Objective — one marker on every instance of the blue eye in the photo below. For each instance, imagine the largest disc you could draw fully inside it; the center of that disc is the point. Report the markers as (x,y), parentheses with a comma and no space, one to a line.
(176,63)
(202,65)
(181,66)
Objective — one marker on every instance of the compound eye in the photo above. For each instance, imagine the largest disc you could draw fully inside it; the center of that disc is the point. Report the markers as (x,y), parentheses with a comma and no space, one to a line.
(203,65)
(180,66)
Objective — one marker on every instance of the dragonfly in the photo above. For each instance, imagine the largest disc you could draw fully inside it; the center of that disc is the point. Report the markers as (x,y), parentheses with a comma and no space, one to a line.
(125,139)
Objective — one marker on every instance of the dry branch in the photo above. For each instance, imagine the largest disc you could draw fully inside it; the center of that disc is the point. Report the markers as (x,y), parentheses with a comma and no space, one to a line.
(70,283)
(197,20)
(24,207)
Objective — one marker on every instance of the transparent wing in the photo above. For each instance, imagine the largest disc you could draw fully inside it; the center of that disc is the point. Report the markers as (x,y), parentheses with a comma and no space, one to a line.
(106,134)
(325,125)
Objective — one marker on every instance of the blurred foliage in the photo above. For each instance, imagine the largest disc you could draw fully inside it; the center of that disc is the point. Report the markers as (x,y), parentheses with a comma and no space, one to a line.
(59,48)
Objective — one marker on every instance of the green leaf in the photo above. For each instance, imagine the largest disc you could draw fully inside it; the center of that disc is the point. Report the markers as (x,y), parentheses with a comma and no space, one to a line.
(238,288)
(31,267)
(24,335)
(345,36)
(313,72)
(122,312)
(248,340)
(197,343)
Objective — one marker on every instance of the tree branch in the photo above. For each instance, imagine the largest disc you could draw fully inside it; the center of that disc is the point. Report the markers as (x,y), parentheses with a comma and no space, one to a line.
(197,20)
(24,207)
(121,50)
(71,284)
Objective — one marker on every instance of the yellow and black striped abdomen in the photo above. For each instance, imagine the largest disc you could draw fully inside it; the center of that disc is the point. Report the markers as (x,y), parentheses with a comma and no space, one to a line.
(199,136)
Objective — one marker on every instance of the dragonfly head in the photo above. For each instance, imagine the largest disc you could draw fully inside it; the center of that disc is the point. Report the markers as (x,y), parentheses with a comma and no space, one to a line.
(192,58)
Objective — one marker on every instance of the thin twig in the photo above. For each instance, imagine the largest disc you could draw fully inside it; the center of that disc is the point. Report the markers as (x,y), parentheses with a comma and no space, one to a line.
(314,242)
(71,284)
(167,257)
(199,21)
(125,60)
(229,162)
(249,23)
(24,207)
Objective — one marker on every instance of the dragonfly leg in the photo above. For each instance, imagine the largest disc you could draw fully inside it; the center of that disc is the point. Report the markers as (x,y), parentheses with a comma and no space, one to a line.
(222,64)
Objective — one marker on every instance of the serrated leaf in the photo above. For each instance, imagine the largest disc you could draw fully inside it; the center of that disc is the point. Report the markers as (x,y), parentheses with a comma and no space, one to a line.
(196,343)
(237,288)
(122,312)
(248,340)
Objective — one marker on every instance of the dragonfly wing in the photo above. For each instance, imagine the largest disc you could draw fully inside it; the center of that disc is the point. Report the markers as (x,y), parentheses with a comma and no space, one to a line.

○ ○ ○ ○ ○

#### [Your objective]
Please print exactly the lines of the entries above, beginning with the line that contains "Objective — one marker on every instance of the serrated" and ending with the last line.

#### [Written response]
Objective — one marker on every instance of the serrated leaf in the photo above. For each instance, imagine the largest disc you could draw fully inside it; the center of that disc is the point. Report the markers as (x,y), parentheses with a comma and no space, one to a line.
(196,343)
(237,288)
(122,312)
(248,340)
Objective — one marker on every instance of the dragonfly wing in the photo above. For each instance, imagine the largest disc you could draw fully inside it; the center of that disc is the point. Report the markers as (x,y), parentheses with a comma and no space, one to a line.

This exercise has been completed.